■ WHAT THE TASK ASKS
The expected result is the run of lines from the one containing "rule: each instance of the green" to the end of the listing, copied exactly.

=== Begin Enclosure ===

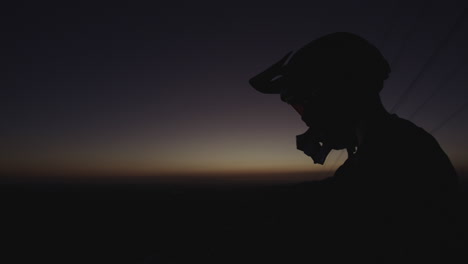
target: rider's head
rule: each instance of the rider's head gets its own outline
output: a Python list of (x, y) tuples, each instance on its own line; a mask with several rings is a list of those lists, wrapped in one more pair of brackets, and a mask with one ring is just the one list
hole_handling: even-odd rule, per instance
[[(290, 53), (291, 54), (291, 53)], [(363, 38), (338, 32), (318, 38), (250, 80), (262, 93), (280, 94), (322, 143), (342, 149), (369, 104), (379, 99), (390, 67)]]

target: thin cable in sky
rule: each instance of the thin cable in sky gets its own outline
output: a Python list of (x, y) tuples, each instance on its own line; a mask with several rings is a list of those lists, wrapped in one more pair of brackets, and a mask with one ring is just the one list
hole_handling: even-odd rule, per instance
[(447, 125), (453, 118), (458, 116), (460, 113), (463, 112), (468, 107), (468, 101), (466, 101), (464, 104), (462, 104), (455, 112), (453, 112), (451, 115), (449, 115), (444, 121), (442, 121), (439, 125), (435, 126), (431, 130), (431, 134), (437, 132), (441, 128), (443, 128), (445, 125)]
[(431, 99), (439, 92), (442, 90), (442, 88), (446, 87), (446, 84), (454, 77), (456, 76), (460, 70), (464, 69), (468, 65), (467, 61), (463, 60), (457, 67), (455, 67), (449, 74), (445, 76), (444, 79), (437, 85), (437, 87), (432, 91), (432, 93), (429, 95), (429, 97), (424, 100), (424, 102), (414, 110), (413, 113), (411, 113), (408, 117), (408, 119), (412, 120), (420, 111), (423, 109), (430, 101)]
[(455, 21), (455, 24), (451, 27), (450, 31), (448, 32), (447, 36), (439, 43), (437, 48), (434, 50), (434, 52), (431, 54), (429, 59), (426, 61), (426, 63), (423, 65), (419, 73), (416, 75), (416, 77), (413, 79), (413, 81), (410, 83), (410, 85), (403, 91), (401, 96), (398, 98), (397, 102), (395, 105), (392, 107), (390, 112), (395, 112), (398, 110), (398, 108), (401, 106), (403, 102), (406, 101), (409, 93), (411, 90), (414, 88), (416, 83), (419, 82), (422, 76), (424, 76), (424, 73), (427, 71), (427, 69), (434, 63), (435, 58), (439, 55), (439, 53), (445, 48), (445, 46), (449, 43), (450, 39), (452, 38), (453, 34), (457, 32), (459, 27), (461, 26), (465, 16), (467, 14), (467, 9), (464, 9), (462, 13), (458, 16), (458, 18)]
[(426, 13), (426, 10), (431, 6), (431, 4), (432, 4), (432, 1), (428, 1), (427, 4), (423, 5), (423, 7), (418, 12), (418, 15), (416, 16), (416, 22), (414, 23), (412, 29), (409, 30), (403, 36), (403, 40), (400, 43), (400, 47), (398, 48), (398, 51), (397, 51), (396, 55), (390, 61), (390, 65), (391, 65), (393, 71), (395, 70), (396, 66), (398, 65), (398, 62), (400, 61), (400, 58), (403, 55), (403, 52), (406, 50), (406, 45), (408, 44), (408, 41), (413, 37), (414, 34), (416, 34), (416, 32), (419, 31), (419, 29), (422, 26), (424, 26), (424, 23), (421, 22), (421, 19), (422, 19), (423, 15)]

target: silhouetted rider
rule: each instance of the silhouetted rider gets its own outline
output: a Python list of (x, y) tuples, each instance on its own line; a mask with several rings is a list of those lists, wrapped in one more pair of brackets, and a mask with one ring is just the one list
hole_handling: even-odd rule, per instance
[(348, 152), (333, 177), (295, 187), (305, 213), (290, 221), (304, 228), (326, 219), (325, 231), (304, 232), (328, 239), (333, 250), (322, 257), (330, 262), (444, 262), (457, 175), (429, 133), (385, 110), (379, 95), (390, 73), (385, 58), (344, 32), (290, 55), (250, 84), (280, 94), (301, 115), (309, 129), (297, 136), (297, 148), (315, 163), (323, 164), (332, 149)]

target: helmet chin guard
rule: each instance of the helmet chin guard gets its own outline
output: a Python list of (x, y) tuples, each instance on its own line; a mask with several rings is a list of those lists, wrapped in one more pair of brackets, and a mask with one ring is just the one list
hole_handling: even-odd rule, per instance
[[(296, 136), (296, 147), (307, 156), (311, 157), (315, 164), (323, 165), (332, 149), (342, 149), (332, 147), (331, 144), (318, 139), (309, 128), (304, 134)], [(348, 157), (353, 156), (357, 151), (355, 143), (350, 143), (343, 147), (348, 153)]]
[(320, 165), (325, 163), (328, 154), (332, 150), (330, 145), (320, 142), (310, 129), (304, 134), (296, 136), (296, 147), (311, 157), (315, 164)]

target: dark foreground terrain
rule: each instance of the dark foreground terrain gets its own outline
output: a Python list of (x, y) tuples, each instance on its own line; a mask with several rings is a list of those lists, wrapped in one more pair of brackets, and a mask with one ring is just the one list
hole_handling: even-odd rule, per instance
[[(1, 263), (313, 263), (342, 254), (327, 230), (348, 221), (323, 221), (318, 208), (326, 200), (298, 201), (285, 184), (4, 182), (0, 188)], [(453, 259), (466, 246), (466, 194), (459, 196)]]

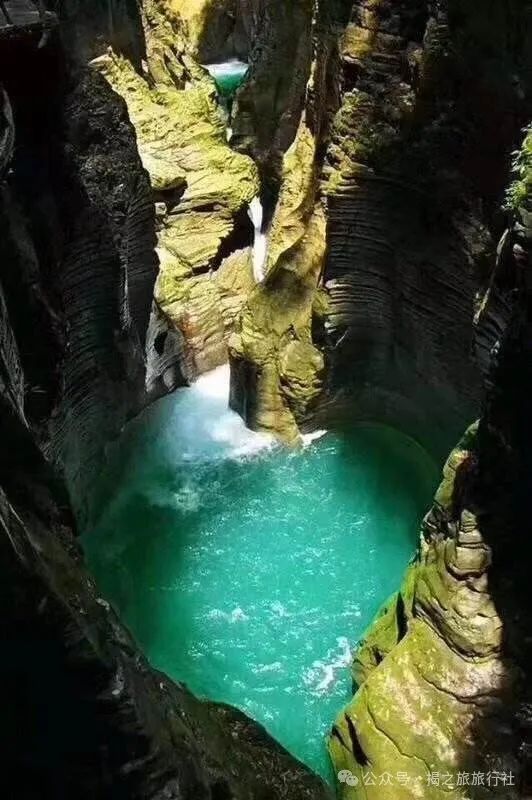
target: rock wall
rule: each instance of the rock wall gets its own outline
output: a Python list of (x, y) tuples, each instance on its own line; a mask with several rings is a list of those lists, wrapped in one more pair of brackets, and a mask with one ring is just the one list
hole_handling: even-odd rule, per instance
[[(311, 332), (325, 391), (293, 424), (305, 425), (310, 411), (313, 424), (377, 419), (443, 457), (478, 413), (495, 335), (486, 329), (478, 365), (476, 294), (501, 232), (497, 203), (530, 96), (527, 17), (511, 2), (482, 12), (473, 3), (426, 0), (319, 5), (314, 66), (308, 54), (295, 63), (309, 76), (305, 113), (313, 123), (321, 118), (310, 129), (326, 258)], [(325, 51), (327, 91), (313, 98), (313, 71)], [(253, 90), (252, 77), (238, 103)], [(292, 117), (297, 107), (291, 101)], [(293, 131), (285, 128), (288, 138)], [(274, 144), (263, 150), (272, 165), (275, 153), (288, 152), (276, 148), (281, 140), (269, 137)], [(279, 210), (287, 188), (283, 168), (276, 174)], [(248, 360), (247, 405), (254, 406), (260, 358)], [(282, 382), (271, 391), (277, 407), (290, 407)]]
[[(262, 2), (250, 74), (236, 98), (233, 133), (235, 146), (259, 165), (268, 207), (279, 190), (283, 155), (299, 127), (317, 45), (313, 24), (324, 12), (324, 4), (313, 0)], [(326, 27), (323, 33), (328, 35)]]
[[(177, 337), (179, 369), (190, 381), (227, 361), (227, 338), (251, 284), (246, 208), (259, 181), (253, 161), (227, 143), (214, 83), (192, 56), (177, 6), (144, 4), (140, 69), (112, 48), (92, 67), (125, 99), (153, 188), (160, 269), (150, 353), (158, 361), (162, 350), (164, 361), (167, 336)], [(239, 250), (246, 253), (235, 258)], [(149, 388), (157, 390), (152, 383), (150, 370)]]
[(56, 37), (11, 41), (0, 62), (16, 130), (1, 282), (25, 415), (83, 516), (105, 443), (145, 402), (150, 185), (125, 106), (97, 75), (69, 72)]
[[(107, 17), (92, 22), (91, 55)], [(152, 670), (85, 571), (73, 509), (87, 517), (106, 443), (147, 402), (147, 367), (158, 389), (179, 374), (168, 327), (157, 311), (149, 321), (155, 206), (135, 131), (76, 58), (58, 33), (0, 41), (5, 780), (50, 800), (325, 800), (260, 726)], [(228, 327), (243, 265), (234, 253), (217, 274)]]
[(48, 0), (61, 20), (60, 35), (67, 51), (85, 63), (109, 45), (140, 66), (146, 45), (137, 0)]
[(440, 452), (478, 413), (471, 320), (526, 119), (526, 24), (518, 3), (362, 1), (339, 41), (329, 393)]
[[(267, 145), (261, 145), (260, 137), (256, 140), (259, 163), (263, 157), (269, 159), (264, 169), (266, 186), (268, 182), (270, 189), (278, 185), (267, 230), (265, 280), (250, 295), (230, 340), (232, 407), (250, 427), (268, 430), (291, 443), (298, 441), (298, 425), (305, 421), (323, 385), (324, 359), (313, 340), (325, 311), (323, 294), (318, 291), (326, 248), (319, 177), (338, 11), (334, 3), (306, 8), (310, 16), (301, 36), (308, 39), (307, 49), (304, 55), (296, 53), (292, 88), (303, 78), (306, 83), (301, 94), (297, 89), (297, 96), (291, 96), (279, 127), (267, 136)], [(302, 9), (298, 7), (297, 13)], [(274, 37), (267, 49), (264, 76), (268, 59), (281, 49), (281, 42)], [(252, 73), (239, 103), (244, 89), (253, 93), (258, 86)]]
[[(514, 769), (526, 781), (528, 545), (520, 537), (516, 558), (514, 540), (527, 529), (532, 474), (528, 139), (512, 225), (489, 270), (529, 99), (525, 9), (211, 5), (205, 19), (236, 20), (225, 55), (249, 46), (239, 153), (197, 63), (201, 47), (218, 56), (218, 39), (198, 33), (189, 45), (177, 0), (102, 0), (90, 14), (67, 2), (62, 47), (58, 33), (0, 43), (10, 777), (22, 795), (38, 786), (44, 797), (58, 787), (82, 797), (329, 796), (243, 715), (154, 673), (75, 544), (72, 508), (87, 516), (106, 443), (149, 397), (225, 359), (229, 343), (233, 406), (293, 442), (311, 414), (330, 420), (348, 403), (352, 417), (441, 449), (475, 415), (488, 375), (481, 423), (446, 465), (418, 561), (357, 655), (361, 688), (331, 751), (358, 780), (368, 768), (415, 780), (363, 793), (351, 781), (352, 796), (418, 796), (427, 771)], [(204, 22), (198, 30), (209, 33)], [(269, 251), (255, 286), (245, 213), (260, 188)], [(38, 698), (21, 706), (27, 685), (49, 690), (57, 740), (35, 733)], [(65, 735), (80, 729), (79, 742)]]
[[(358, 651), (359, 688), (333, 728), (333, 760), (352, 776), (343, 785), (348, 797), (530, 791), (529, 545), (519, 536), (532, 474), (530, 153), (529, 134), (509, 193), (511, 226), (482, 304), (481, 316), (502, 305), (510, 312), (492, 349), (481, 421), (445, 465), (416, 563)], [(389, 785), (372, 783), (369, 776), (384, 773)], [(474, 773), (484, 785), (477, 779), (465, 789)]]
[(265, 5), (264, 0), (166, 0), (202, 64), (231, 58), (247, 61)]

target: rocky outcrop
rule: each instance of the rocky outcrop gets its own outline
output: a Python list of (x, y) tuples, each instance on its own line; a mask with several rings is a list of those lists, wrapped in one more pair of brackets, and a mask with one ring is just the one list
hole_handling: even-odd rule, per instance
[[(473, 354), (471, 321), (529, 97), (522, 7), (490, 7), (486, 26), (480, 13), (471, 3), (425, 0), (361, 0), (321, 11), (317, 4), (314, 67), (312, 54), (294, 59), (310, 76), (303, 106), (318, 171), (325, 154), (315, 196), (326, 209), (326, 259), (316, 285), (327, 297), (316, 293), (313, 343), (326, 381), (314, 416), (387, 422), (439, 457), (478, 413), (496, 330), (486, 327)], [(338, 32), (334, 43), (324, 30)], [(317, 64), (325, 94), (310, 88)], [(239, 105), (253, 88), (252, 72)], [(290, 102), (292, 115), (297, 106)], [(295, 126), (285, 133), (295, 136)], [(275, 153), (288, 150), (276, 136), (264, 152), (270, 183), (281, 176), (280, 208), (286, 186)], [(239, 385), (252, 386), (258, 374), (255, 357), (249, 360), (251, 378), (239, 377)], [(282, 390), (279, 399), (286, 404)]]
[[(144, 71), (112, 50), (92, 66), (125, 99), (135, 127), (157, 217), (157, 329), (177, 332), (180, 373), (190, 381), (227, 360), (228, 318), (216, 270), (251, 243), (245, 209), (259, 184), (251, 159), (227, 144), (214, 84), (190, 55), (180, 24), (164, 3), (146, 3)], [(242, 267), (242, 288), (247, 264), (234, 263)]]
[(187, 45), (203, 63), (247, 61), (261, 21), (263, 0), (166, 0), (177, 14)]
[[(302, 13), (302, 9), (292, 11)], [(305, 23), (312, 48), (307, 53), (310, 60), (294, 62), (301, 70), (299, 77), (307, 77), (301, 99), (292, 98), (289, 104), (291, 115), (296, 109), (300, 114), (293, 141), (284, 152), (284, 134), (268, 139), (270, 155), (284, 154), (268, 229), (265, 279), (250, 296), (230, 340), (232, 407), (250, 427), (292, 443), (298, 441), (299, 425), (320, 396), (325, 367), (313, 334), (325, 313), (318, 291), (326, 247), (319, 173), (334, 58), (334, 9), (334, 4), (317, 3)], [(275, 182), (271, 157), (270, 180)]]
[(510, 34), (522, 15), (516, 3), (361, 1), (339, 41), (329, 394), (437, 452), (478, 413), (471, 319), (526, 113), (529, 40)]
[[(379, 800), (458, 798), (457, 786), (427, 787), (427, 771), (526, 780), (526, 536), (515, 553), (532, 488), (529, 139), (487, 274), (528, 99), (523, 4), (100, 0), (60, 14), (63, 48), (52, 32), (0, 45), (9, 778), (22, 796), (329, 796), (244, 715), (151, 670), (75, 543), (72, 511), (86, 518), (107, 442), (229, 343), (232, 405), (291, 442), (309, 414), (348, 403), (440, 450), (488, 375), (419, 557), (357, 654), (360, 689), (331, 751), (346, 793)], [(197, 61), (221, 55), (211, 19), (233, 25), (224, 55), (249, 47), (238, 153)], [(186, 25), (198, 25), (191, 44)], [(249, 154), (269, 228), (260, 285)], [(43, 686), (56, 737), (36, 724)], [(368, 770), (395, 783), (372, 788)]]
[(520, 609), (530, 582), (513, 553), (530, 484), (529, 137), (518, 166), (513, 224), (483, 303), (489, 314), (494, 295), (511, 296), (484, 413), (451, 453), (416, 563), (356, 656), (359, 688), (330, 742), (351, 775), (345, 796), (459, 798), (473, 773), (484, 776), (473, 797), (526, 793), (530, 622)]
[(249, 427), (288, 441), (297, 440), (296, 415), (319, 394), (323, 372), (311, 336), (325, 247), (314, 157), (314, 139), (303, 122), (284, 159), (264, 284), (250, 296), (230, 340), (231, 406)]
[(83, 517), (106, 442), (145, 402), (151, 191), (102, 78), (69, 73), (56, 39), (13, 45), (0, 62), (17, 132), (1, 191), (2, 288), (26, 417)]
[[(324, 3), (262, 2), (260, 27), (249, 55), (250, 72), (238, 92), (233, 119), (235, 146), (253, 155), (268, 206), (276, 199), (281, 162), (299, 127)], [(334, 5), (334, 4), (333, 4)], [(329, 35), (324, 26), (320, 33)]]

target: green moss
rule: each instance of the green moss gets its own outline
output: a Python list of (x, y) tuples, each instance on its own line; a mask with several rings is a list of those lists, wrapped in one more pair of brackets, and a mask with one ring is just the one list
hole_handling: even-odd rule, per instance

=== End Enclosure ===

■ WRITTEN RESPONSE
rule: each instance of the green moss gets its own outline
output: a Python list of (x, y) tuples, each instance on its own line; a mask with several rings is a list of those lists, wrapped in one more pair of brackets, and a mask with one ring is just the one list
hole_handling: even-odd rule, per instance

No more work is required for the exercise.